• _TEXT UNDER STUDY_:
The color scheme is earthy, embracing creams, browns, and blues, accentuated by a deep wine color used in the bar stools. Three varieties of wood—oak, maple, and walnut—stained in three shades create visual variety. And in a nod to the restaurant’s location near the financial district, fabrics include tweeds that represent business suits.
As in the Liberty Group’s other restaurants, Nick and Nadia have incorporated art into the interiors. The showstopping art at Blue Bovine includes street-art works by Mr. Brainwash, Peter Tunney, Peter Triantos, and Mr. Pink Brush. A different kind of art stands sentinel on Front Street in front of the establishment’s doors: a custom bronze bovine modeled on the iconic Wall Street bull. This one, however, faces in the opposite direction to its New York counterpart. “It reflects how different our mindset in the Toronto financial sector is from New York’s,” Nick says.

• _INFORMATION SHOWN_:

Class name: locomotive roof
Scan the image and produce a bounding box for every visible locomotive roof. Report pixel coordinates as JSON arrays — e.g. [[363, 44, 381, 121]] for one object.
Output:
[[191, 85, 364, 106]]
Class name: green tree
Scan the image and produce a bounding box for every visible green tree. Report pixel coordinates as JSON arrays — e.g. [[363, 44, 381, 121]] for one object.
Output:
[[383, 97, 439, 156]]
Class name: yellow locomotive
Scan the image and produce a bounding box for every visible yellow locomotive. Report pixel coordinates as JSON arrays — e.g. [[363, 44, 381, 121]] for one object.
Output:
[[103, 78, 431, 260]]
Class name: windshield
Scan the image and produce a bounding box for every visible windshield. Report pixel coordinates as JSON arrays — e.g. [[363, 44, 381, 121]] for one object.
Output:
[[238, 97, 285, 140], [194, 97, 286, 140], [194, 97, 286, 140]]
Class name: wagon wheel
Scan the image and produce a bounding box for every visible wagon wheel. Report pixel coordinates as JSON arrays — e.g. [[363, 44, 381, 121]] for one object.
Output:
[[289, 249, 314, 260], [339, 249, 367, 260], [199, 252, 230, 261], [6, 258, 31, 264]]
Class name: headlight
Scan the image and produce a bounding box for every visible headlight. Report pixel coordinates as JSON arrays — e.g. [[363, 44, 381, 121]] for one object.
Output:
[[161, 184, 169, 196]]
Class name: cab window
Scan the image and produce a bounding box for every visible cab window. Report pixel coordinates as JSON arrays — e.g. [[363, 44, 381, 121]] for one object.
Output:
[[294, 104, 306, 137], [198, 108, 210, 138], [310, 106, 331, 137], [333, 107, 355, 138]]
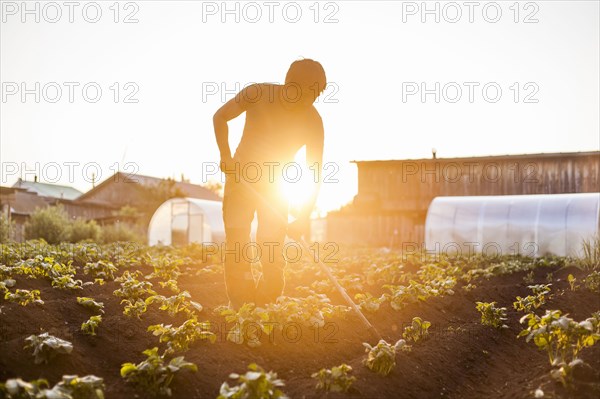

• _EXERCISE REQUIREMENTS_:
• a. Rewrite the restaurant design passage starting with "The color scheme" and going on through "represent business suits.", changing "walnut" to "cherry".
• b. In the restaurant design passage, where is the deep wine color used?
The listing plays no part here.

• _ANSWERS_:
• a.
The color scheme is earthy, embracing creams, browns, and blues, accentuated by a deep wine color used in the bar stools. Three varieties of wood—oak, maple, and cherry—stained in three shades create visual variety. And in a nod to the restaurant’s location near the financial district, fabrics include tweeds that represent business suits.

• b. In the bar stools.